**AIM:**
Locate the line that contains "In this photo, point at the cat's nose, one". Reproduce it and all following lines up to the end of the material, exactly and with nothing added.

**THE RECORDS:**
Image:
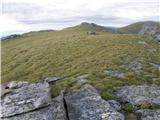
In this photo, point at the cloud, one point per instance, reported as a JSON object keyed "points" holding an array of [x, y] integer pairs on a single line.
{"points": [[42, 14]]}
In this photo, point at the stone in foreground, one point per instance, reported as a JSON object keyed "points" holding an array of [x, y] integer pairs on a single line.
{"points": [[24, 99], [137, 95], [148, 114], [53, 112], [86, 104]]}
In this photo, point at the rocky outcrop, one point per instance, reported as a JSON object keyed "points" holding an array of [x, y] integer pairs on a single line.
{"points": [[136, 95], [31, 102], [145, 100], [114, 73], [91, 33], [148, 114], [152, 30], [51, 80], [87, 104]]}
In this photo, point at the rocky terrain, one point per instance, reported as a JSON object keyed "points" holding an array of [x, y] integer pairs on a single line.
{"points": [[33, 101], [107, 74]]}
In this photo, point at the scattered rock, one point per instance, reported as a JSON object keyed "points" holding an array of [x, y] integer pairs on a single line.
{"points": [[91, 33], [16, 84], [156, 66], [148, 114], [114, 73], [53, 112], [115, 104], [25, 99], [142, 42], [134, 65], [87, 104], [138, 95], [4, 91], [82, 79], [151, 30], [50, 80]]}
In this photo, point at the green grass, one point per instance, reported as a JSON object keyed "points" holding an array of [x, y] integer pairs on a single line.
{"points": [[71, 52], [136, 27]]}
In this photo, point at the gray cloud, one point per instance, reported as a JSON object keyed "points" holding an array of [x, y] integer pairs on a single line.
{"points": [[59, 15]]}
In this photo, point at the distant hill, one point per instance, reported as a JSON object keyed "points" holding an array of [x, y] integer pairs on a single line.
{"points": [[90, 27], [71, 52], [11, 37], [135, 28], [147, 28]]}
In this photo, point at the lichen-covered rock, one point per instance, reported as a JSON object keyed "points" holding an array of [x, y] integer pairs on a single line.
{"points": [[114, 104], [114, 73], [54, 111], [16, 84], [87, 104], [137, 95], [148, 114], [51, 80], [24, 99]]}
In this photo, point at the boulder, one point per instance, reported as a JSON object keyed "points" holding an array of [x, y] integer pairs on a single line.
{"points": [[50, 80], [16, 84], [53, 112], [24, 99], [87, 104], [148, 114], [91, 33], [114, 73], [140, 95], [156, 66], [82, 79]]}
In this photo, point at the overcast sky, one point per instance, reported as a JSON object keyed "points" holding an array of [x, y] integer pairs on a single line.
{"points": [[20, 16]]}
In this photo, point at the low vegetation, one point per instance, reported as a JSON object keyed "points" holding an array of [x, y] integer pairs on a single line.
{"points": [[71, 52]]}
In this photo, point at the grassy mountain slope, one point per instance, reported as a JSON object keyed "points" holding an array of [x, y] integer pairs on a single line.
{"points": [[71, 52], [136, 27], [89, 27]]}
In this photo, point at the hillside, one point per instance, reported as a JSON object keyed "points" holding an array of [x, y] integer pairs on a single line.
{"points": [[109, 60], [135, 28], [90, 27]]}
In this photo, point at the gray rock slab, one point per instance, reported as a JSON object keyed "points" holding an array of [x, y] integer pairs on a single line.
{"points": [[139, 94], [148, 114], [25, 99], [87, 104]]}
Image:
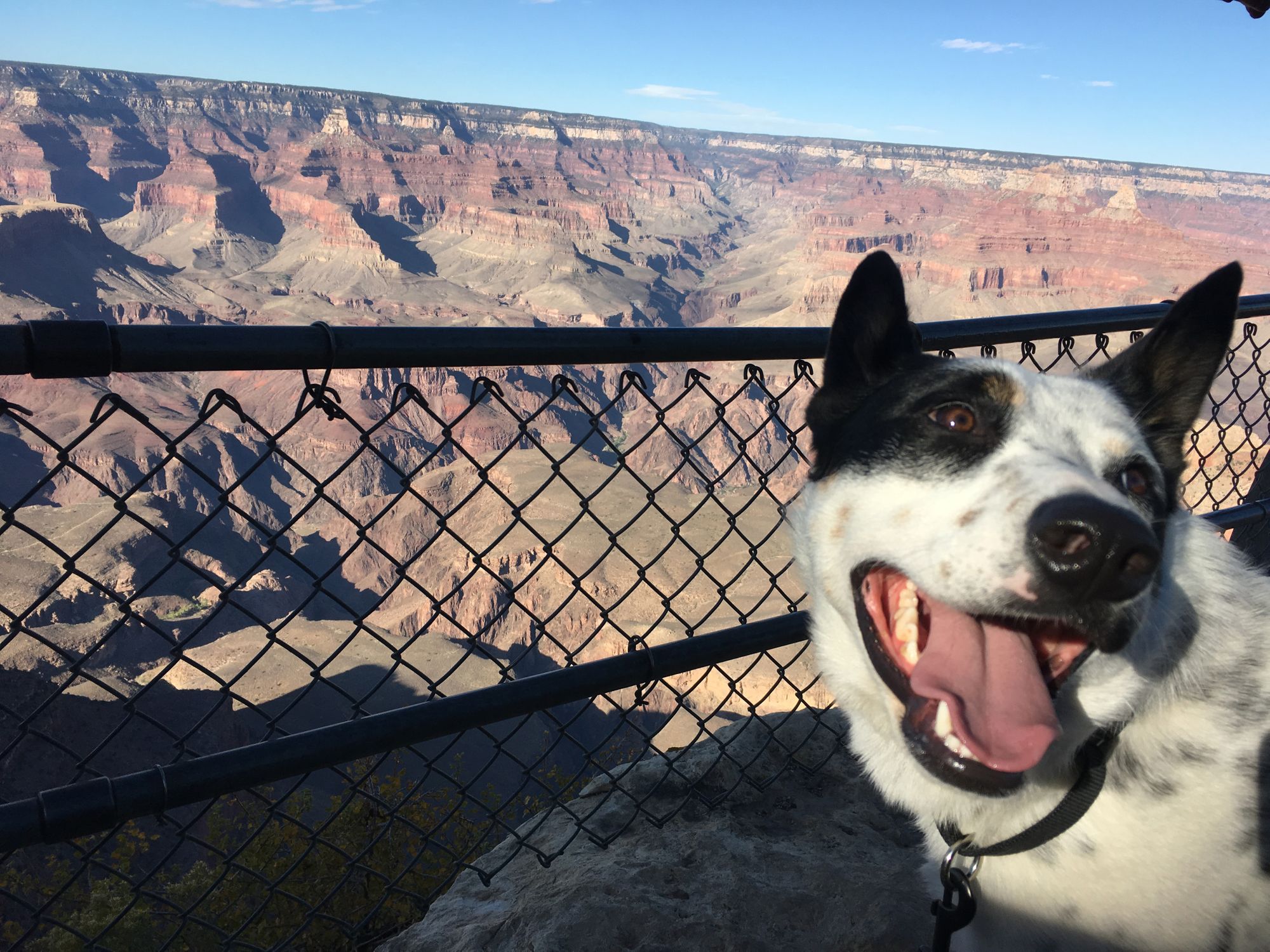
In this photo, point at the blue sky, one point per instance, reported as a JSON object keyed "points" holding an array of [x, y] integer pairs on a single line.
{"points": [[1177, 82]]}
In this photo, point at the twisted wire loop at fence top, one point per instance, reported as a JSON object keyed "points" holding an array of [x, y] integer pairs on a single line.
{"points": [[195, 565]]}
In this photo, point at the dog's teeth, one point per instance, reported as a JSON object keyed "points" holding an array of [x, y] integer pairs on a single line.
{"points": [[943, 720]]}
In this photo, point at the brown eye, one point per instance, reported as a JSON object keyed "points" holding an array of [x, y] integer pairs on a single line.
{"points": [[1136, 482], [956, 418]]}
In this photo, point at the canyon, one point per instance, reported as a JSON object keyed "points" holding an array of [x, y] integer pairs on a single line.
{"points": [[443, 567]]}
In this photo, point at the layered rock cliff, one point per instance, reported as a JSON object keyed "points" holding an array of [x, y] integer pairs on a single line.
{"points": [[285, 204]]}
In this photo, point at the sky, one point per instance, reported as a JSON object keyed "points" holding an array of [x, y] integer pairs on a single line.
{"points": [[1172, 82]]}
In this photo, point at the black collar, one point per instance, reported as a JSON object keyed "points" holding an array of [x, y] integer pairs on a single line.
{"points": [[1093, 758]]}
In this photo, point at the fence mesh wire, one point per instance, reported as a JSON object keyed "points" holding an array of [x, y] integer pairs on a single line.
{"points": [[192, 564]]}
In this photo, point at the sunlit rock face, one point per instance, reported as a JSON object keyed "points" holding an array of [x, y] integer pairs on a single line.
{"points": [[274, 204]]}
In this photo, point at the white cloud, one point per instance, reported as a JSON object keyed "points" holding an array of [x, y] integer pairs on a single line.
{"points": [[981, 46], [716, 114], [660, 92], [316, 6]]}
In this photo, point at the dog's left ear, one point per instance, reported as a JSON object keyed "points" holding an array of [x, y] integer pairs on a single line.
{"points": [[1165, 378]]}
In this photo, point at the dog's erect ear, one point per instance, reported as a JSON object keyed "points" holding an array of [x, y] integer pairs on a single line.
{"points": [[871, 332], [1165, 378]]}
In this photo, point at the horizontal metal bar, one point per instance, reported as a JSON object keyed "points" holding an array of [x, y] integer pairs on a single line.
{"points": [[1238, 516], [81, 809], [60, 350]]}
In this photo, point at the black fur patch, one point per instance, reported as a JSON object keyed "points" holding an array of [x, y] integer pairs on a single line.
{"points": [[890, 427]]}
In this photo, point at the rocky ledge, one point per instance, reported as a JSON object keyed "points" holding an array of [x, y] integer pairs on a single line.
{"points": [[807, 857]]}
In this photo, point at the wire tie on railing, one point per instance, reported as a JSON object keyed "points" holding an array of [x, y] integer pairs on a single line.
{"points": [[119, 404], [322, 393], [563, 383], [633, 379], [163, 779], [220, 398], [412, 393], [487, 387]]}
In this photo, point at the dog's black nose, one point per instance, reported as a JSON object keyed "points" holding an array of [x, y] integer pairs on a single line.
{"points": [[1092, 550]]}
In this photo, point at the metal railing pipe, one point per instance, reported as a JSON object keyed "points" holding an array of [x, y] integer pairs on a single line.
{"points": [[100, 804], [96, 348]]}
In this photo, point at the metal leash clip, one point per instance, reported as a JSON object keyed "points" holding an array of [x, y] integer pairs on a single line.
{"points": [[952, 915]]}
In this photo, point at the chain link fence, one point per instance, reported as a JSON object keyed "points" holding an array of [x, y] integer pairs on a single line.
{"points": [[194, 564]]}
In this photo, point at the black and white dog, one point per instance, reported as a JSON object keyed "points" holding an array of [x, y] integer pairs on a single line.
{"points": [[999, 569]]}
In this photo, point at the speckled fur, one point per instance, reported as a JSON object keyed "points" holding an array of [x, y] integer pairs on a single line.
{"points": [[1174, 855]]}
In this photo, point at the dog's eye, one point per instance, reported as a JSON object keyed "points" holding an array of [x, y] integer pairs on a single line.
{"points": [[1135, 480], [956, 418]]}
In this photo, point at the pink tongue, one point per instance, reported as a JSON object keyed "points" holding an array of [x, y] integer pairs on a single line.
{"points": [[993, 682]]}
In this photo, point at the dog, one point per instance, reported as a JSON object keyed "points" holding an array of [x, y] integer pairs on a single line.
{"points": [[1000, 573]]}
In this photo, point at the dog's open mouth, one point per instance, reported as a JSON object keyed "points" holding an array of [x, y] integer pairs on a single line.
{"points": [[979, 691]]}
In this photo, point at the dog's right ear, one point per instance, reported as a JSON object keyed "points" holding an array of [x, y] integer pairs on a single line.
{"points": [[872, 332], [869, 338]]}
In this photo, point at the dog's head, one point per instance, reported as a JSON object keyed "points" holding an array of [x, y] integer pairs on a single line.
{"points": [[982, 544]]}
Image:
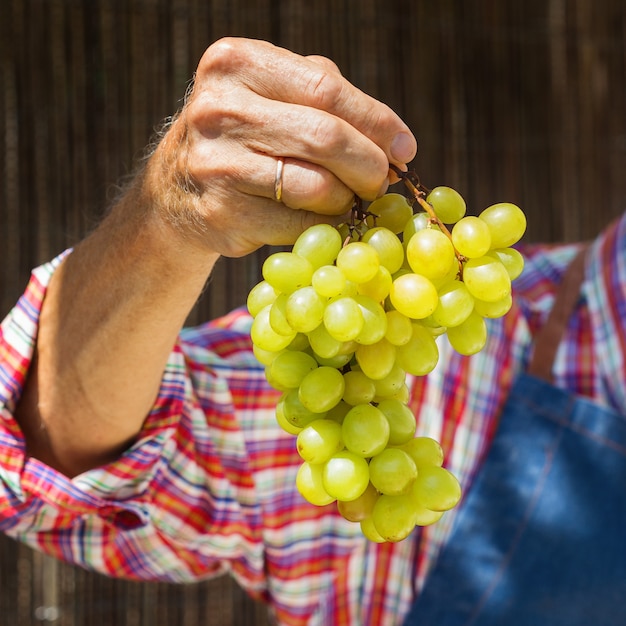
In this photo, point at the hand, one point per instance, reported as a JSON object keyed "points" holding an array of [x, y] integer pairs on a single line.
{"points": [[252, 103]]}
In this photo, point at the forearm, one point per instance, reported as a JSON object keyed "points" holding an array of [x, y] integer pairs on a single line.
{"points": [[114, 307], [110, 318]]}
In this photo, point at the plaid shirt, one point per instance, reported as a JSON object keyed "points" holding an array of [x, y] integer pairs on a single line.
{"points": [[208, 486]]}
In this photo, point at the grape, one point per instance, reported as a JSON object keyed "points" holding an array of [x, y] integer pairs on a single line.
{"points": [[470, 336], [319, 244], [310, 484], [361, 508], [365, 430], [343, 319], [286, 271], [512, 260], [329, 281], [388, 246], [359, 388], [374, 321], [290, 367], [401, 421], [345, 476], [399, 328], [378, 287], [369, 531], [321, 389], [358, 261], [264, 336], [278, 317], [455, 303], [304, 309], [413, 295], [418, 222], [471, 237], [507, 224], [391, 211], [318, 441], [391, 384], [282, 420], [394, 517], [260, 296], [448, 204], [486, 278], [431, 254], [376, 360], [393, 472]]}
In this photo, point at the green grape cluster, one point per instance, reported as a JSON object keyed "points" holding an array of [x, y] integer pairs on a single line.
{"points": [[341, 319]]}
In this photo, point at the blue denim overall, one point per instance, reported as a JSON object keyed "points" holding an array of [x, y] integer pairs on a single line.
{"points": [[540, 539]]}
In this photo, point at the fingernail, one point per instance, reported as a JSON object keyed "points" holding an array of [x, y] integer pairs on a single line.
{"points": [[403, 147]]}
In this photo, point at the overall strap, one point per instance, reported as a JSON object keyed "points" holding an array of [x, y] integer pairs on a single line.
{"points": [[546, 341]]}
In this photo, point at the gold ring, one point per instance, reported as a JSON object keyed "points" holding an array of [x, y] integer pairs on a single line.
{"points": [[278, 181]]}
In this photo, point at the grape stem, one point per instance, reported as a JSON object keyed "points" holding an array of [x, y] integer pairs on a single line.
{"points": [[419, 192]]}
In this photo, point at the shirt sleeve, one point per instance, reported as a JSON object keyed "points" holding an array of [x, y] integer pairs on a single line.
{"points": [[177, 506]]}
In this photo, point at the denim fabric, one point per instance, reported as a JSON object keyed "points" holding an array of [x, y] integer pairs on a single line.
{"points": [[540, 538]]}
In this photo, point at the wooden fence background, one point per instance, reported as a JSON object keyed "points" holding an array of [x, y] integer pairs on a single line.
{"points": [[521, 101]]}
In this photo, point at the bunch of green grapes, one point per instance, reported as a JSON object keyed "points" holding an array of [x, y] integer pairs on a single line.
{"points": [[341, 319]]}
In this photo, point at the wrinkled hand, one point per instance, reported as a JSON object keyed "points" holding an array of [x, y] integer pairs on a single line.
{"points": [[252, 103]]}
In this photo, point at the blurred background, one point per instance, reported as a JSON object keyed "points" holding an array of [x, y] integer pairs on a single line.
{"points": [[516, 101]]}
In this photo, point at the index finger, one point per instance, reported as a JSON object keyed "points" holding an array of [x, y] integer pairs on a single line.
{"points": [[278, 74]]}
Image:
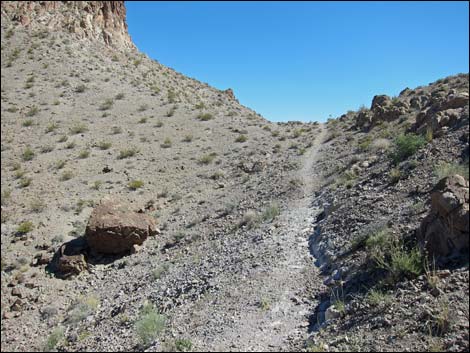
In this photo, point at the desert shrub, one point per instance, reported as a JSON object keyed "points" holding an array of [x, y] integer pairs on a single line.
{"points": [[51, 127], [135, 184], [84, 154], [67, 175], [150, 324], [27, 122], [104, 145], [395, 175], [80, 88], [128, 152], [56, 337], [78, 129], [446, 169], [28, 154], [205, 116], [241, 139], [25, 227], [32, 111], [166, 143]]}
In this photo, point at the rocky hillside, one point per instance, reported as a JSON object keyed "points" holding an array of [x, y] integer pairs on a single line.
{"points": [[145, 210]]}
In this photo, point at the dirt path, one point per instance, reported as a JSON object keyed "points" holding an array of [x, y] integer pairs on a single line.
{"points": [[269, 307]]}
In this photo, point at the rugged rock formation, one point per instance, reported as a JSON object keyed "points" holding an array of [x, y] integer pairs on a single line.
{"points": [[382, 109], [446, 112], [114, 228], [445, 230], [97, 20]]}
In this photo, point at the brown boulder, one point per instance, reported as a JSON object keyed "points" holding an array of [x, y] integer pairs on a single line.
{"points": [[113, 228], [445, 230], [70, 259]]}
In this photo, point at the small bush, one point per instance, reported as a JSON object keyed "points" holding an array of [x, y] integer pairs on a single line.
{"points": [[104, 145], [51, 127], [128, 152], [27, 122], [149, 325], [205, 116], [28, 154], [406, 146], [80, 89], [166, 143], [78, 129], [37, 205], [84, 154], [116, 130], [395, 175], [32, 112], [241, 139], [135, 184], [25, 181], [56, 337], [67, 175], [25, 227], [446, 169]]}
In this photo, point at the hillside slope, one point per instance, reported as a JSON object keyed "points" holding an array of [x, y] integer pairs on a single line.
{"points": [[272, 237]]}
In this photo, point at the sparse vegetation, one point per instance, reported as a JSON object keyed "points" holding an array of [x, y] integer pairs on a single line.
{"points": [[166, 143], [78, 129], [149, 325], [25, 227], [205, 116], [406, 145], [128, 152], [135, 184], [241, 138], [446, 169], [28, 154]]}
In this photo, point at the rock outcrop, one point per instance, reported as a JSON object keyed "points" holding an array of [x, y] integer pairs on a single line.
{"points": [[446, 112], [445, 230], [383, 109], [113, 228], [96, 20]]}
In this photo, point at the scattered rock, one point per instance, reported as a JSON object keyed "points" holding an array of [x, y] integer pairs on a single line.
{"points": [[445, 231], [113, 228]]}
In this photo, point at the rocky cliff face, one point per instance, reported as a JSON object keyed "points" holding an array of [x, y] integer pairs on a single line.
{"points": [[96, 20]]}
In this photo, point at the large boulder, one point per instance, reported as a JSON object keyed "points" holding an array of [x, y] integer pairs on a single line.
{"points": [[113, 228], [382, 109], [445, 230]]}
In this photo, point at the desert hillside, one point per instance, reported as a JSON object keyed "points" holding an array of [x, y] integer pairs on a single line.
{"points": [[226, 232]]}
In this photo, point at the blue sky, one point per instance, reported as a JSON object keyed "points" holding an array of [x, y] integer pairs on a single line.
{"points": [[305, 60]]}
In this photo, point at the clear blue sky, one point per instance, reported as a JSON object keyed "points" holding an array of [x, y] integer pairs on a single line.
{"points": [[305, 60]]}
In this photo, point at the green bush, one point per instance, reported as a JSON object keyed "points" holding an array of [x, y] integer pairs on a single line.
{"points": [[25, 227], [57, 336], [135, 184], [406, 145], [446, 169], [205, 116], [150, 324], [28, 154]]}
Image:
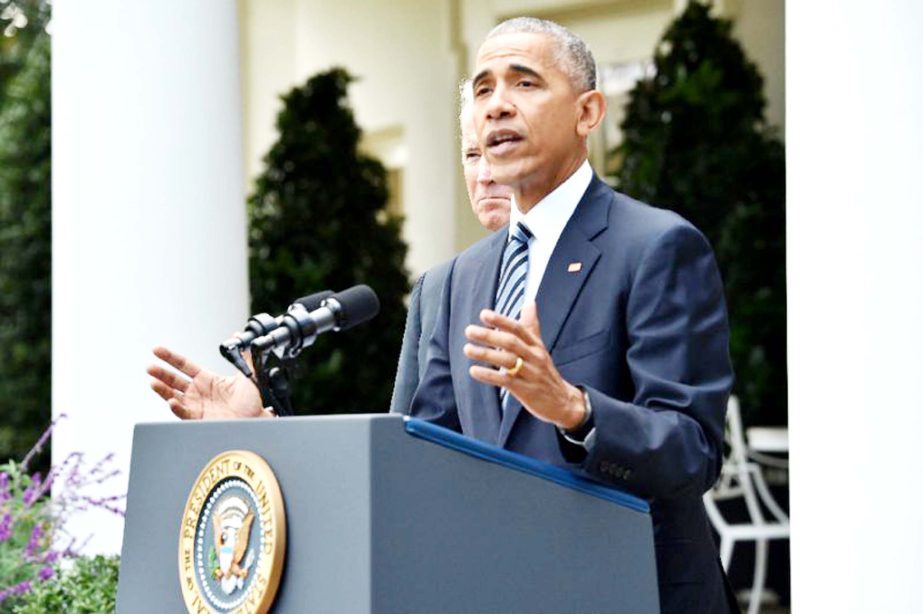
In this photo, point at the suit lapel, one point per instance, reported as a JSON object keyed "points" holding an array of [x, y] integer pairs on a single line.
{"points": [[481, 290], [561, 284]]}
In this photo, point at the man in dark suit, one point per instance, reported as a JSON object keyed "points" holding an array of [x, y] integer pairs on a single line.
{"points": [[616, 364], [490, 203]]}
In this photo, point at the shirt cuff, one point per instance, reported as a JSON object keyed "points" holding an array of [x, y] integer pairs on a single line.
{"points": [[583, 435]]}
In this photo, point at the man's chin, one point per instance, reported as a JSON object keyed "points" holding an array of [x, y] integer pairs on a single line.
{"points": [[494, 218]]}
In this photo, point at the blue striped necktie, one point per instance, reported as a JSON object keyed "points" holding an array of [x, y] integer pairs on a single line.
{"points": [[511, 290]]}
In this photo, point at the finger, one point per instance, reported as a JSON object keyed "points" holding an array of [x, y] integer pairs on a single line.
{"points": [[168, 377], [500, 358], [497, 339], [165, 392], [179, 410], [177, 361], [496, 320], [490, 376]]}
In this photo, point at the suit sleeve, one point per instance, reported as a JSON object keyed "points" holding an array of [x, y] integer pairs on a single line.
{"points": [[406, 380], [434, 400], [668, 441]]}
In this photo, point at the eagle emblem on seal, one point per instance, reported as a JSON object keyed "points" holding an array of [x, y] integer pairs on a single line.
{"points": [[232, 521]]}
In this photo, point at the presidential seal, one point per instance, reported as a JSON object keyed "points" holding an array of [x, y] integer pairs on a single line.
{"points": [[232, 538]]}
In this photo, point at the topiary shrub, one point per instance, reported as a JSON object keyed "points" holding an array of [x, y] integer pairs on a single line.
{"points": [[87, 587], [318, 221], [25, 248]]}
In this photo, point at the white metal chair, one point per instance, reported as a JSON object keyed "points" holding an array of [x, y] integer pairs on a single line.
{"points": [[741, 477]]}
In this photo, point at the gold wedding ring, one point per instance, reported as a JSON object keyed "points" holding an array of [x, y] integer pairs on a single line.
{"points": [[512, 372]]}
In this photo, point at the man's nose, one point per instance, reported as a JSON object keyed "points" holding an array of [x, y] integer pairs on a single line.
{"points": [[498, 105]]}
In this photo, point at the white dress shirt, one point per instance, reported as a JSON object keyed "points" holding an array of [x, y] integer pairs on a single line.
{"points": [[547, 220]]}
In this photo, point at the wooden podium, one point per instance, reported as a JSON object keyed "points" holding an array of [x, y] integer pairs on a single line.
{"points": [[386, 514]]}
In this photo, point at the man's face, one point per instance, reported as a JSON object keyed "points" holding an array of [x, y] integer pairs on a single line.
{"points": [[526, 112], [490, 201]]}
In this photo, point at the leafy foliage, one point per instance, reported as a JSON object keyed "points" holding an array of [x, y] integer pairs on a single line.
{"points": [[34, 541], [318, 221], [25, 243], [696, 142], [22, 22], [89, 587]]}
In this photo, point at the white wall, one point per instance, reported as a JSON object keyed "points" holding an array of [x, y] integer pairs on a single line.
{"points": [[855, 245], [148, 213]]}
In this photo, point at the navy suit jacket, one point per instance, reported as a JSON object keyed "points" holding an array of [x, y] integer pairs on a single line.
{"points": [[642, 326], [418, 331]]}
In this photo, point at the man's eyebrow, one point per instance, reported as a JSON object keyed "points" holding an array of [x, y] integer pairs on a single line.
{"points": [[525, 70]]}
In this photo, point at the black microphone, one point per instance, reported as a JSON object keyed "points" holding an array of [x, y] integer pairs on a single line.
{"points": [[300, 326], [262, 324]]}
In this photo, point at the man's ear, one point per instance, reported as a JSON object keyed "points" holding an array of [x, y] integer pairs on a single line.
{"points": [[591, 108]]}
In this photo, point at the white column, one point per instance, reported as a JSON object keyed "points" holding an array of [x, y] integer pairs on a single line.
{"points": [[149, 241], [855, 249]]}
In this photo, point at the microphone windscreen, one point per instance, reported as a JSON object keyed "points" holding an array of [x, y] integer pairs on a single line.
{"points": [[358, 304], [313, 301]]}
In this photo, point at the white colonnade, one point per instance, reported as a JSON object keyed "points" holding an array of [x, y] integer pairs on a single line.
{"points": [[148, 212]]}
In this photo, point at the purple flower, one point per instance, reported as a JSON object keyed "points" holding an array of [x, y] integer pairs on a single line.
{"points": [[37, 532], [16, 589], [6, 527], [34, 491]]}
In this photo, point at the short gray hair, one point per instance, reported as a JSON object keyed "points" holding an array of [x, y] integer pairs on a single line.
{"points": [[465, 99], [465, 109], [573, 56]]}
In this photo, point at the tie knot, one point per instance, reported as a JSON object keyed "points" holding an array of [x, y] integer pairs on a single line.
{"points": [[521, 233]]}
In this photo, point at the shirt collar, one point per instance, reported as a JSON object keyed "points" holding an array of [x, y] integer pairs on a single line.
{"points": [[548, 217]]}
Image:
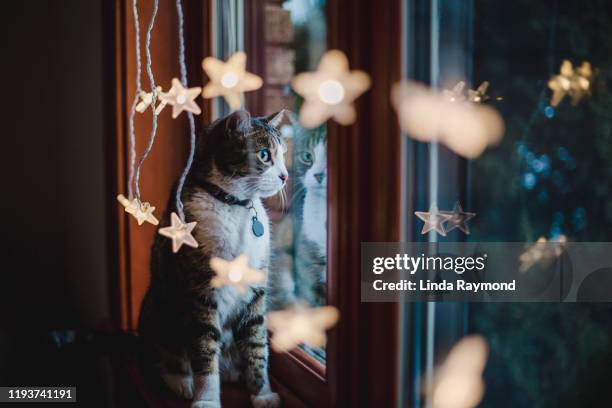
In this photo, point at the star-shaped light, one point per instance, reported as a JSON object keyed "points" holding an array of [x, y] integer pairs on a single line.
{"points": [[329, 91], [430, 116], [541, 251], [146, 100], [299, 324], [229, 79], [141, 211], [575, 83], [235, 273], [181, 98], [458, 219], [455, 94], [179, 232], [434, 220], [458, 382], [479, 95]]}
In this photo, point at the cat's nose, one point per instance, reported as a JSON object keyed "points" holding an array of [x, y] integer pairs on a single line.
{"points": [[319, 177]]}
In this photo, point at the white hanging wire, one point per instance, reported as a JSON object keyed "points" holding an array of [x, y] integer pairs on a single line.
{"points": [[153, 100], [183, 68], [132, 136]]}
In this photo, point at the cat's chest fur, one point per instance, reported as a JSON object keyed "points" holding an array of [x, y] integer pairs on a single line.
{"points": [[225, 231]]}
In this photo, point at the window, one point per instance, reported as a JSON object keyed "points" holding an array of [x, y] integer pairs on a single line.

**RESULT OF THIS EXERCISE:**
In this photo, point at the cat's nose, one point per instance, reported as a JSON object keyed "points" holding an array of [x, y] integer pairs on a single line.
{"points": [[319, 177]]}
In this photo, point at the white hanging wire, one point per instance, reported as a JSON object keyed "points" holding an array of [x, y] integer pairs on a single line.
{"points": [[153, 100], [183, 68], [132, 136]]}
In this photo, point at the cat's chest fur, one point per instance, reported as a JSON object keyed "points" holding an array of [x, y] integer pairs on a single line.
{"points": [[225, 231]]}
In this photo, point at the window, one point per instance, reported as a JSON object keyed "points" holding an array of [x, y] integer pairs on a single line.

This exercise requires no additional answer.